**REQUIRED ACTIONS**
a: Using the observational research passage, explain why the researchers chose to sit back and let the surgeon explore on their own instead of probing each detail as it happened. Answer in one to three sentences.
b: Write out the observational research passage word for word, from "Observational research isn’t" to "not against them.".
c: According to the observational research passage, what is the name of the effect stating that people who are being observed tend to alter their behavior in a study?

**EXCERPT TO READ**
========================

Observational research isn’t a perfect science. One of the biggest issues is reflected in the Hawthorne Effect, which states that those being observed tend to alter their behavior in a study. To balance the value of this type of research with the desire to reduce bias, we’ve developed some approaches that can enhance learning while not unduly influencing the interview. We find that the key to success in this space is to work with the environmental factors, not against them.
“Com-” prefix meaning with, together
Let the subject direct the flow.
I frequently do research with surgeons, often in different countries with different surgical approaches and access to different products. Recently, I was observing them conduct surgery on live pigs, which is necessary to simulate blood flow. For this research, I needed to be stationed closely to the surgeon (with an interpreter in non-English speaking countries) and watch him/her use a surgical device. Clearly, my ability to interfere and introduce bias was strong. To complicate matters, there was a desire to probe every minute detail in the moment it was happening. But when we sat back and gave the surgeon time to explore on his/her own, we discovered that 1) they would often talk to us about what they were seeing/experiencing without our prompting; and 2) they would use the product in their own, unique way. Had we interrupted the surgeon earlier in the process, they may never have completed the task in the way that was most natural to them.

========================

**MATERIAL PROVIDED**
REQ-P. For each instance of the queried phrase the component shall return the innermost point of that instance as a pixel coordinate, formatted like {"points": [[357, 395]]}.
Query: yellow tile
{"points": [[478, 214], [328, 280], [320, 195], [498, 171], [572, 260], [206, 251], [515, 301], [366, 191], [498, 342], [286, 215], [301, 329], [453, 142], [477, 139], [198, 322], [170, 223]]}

========================

**RESPONSES TO THE EXERCISE**
a: When the surgeons were given time to explore, they often described what they were seeing and experiencing without being prompted, and they used the product in their own unique way. Interrupting them earlier might have kept them from completing the task in the way that was most natural to them.

b:
Observational research isn’t a perfect science. One of the biggest issues is reflected in the Hawthorne Effect, which states that those being observed tend to alter their behavior in a study. To balance the value of this type of research with the desire to reduce bias, we’ve developed some approaches that can enhance learning while not unduly influencing the interview. We find that the key to success in this space is to work with the environmental factors, not against them.

c: It is called the Hawthorne Effect.